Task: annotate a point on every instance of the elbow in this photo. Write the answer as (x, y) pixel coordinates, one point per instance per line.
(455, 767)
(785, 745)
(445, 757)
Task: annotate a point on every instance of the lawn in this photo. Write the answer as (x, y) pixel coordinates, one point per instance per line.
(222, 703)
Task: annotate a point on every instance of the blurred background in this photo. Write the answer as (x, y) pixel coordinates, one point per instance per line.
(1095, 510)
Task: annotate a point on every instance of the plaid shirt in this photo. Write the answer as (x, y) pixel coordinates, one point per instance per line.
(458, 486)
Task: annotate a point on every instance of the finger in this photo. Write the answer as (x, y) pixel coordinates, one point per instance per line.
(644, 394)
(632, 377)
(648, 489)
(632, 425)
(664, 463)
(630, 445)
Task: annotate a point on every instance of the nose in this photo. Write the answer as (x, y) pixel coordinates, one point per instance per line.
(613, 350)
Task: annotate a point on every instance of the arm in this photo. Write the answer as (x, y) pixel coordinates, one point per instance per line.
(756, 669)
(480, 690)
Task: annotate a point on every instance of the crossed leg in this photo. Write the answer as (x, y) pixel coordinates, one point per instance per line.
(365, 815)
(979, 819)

---

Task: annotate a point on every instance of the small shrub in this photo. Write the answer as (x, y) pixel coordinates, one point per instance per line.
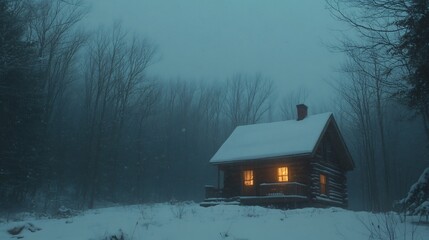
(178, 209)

Enunciado del ejercicio: Copia solo el fragmento del material que empieza en la línea que contiene "Task: annotate a point on every instance of the elbow" y termina en la que contiene "(1095, 510)", ambas incluidas, y deja las solicitudes sin cambios. En las respuestas, multiplica cada coordenada por 1.7 y redondea al entero más cercano, con las mitades hacia arriba.

Solución del ejercicio:
Task: annotate a point on every instance of the elbow in this photo. Write the answer as (x, y) pixel coordinates, one point per instance per line.
(774, 1304)
(1335, 1267)
(757, 1287)
Task: annotate a point on every instance of the lawn in this photo. Write the answer as (x, y) pixel coordinates, one point per instance per line.
(377, 1195)
Task: annotate a point on every instance of the blurred background in this photo. Write the answer as (x, y) pixel coordinates, one point per instance per line.
(1862, 867)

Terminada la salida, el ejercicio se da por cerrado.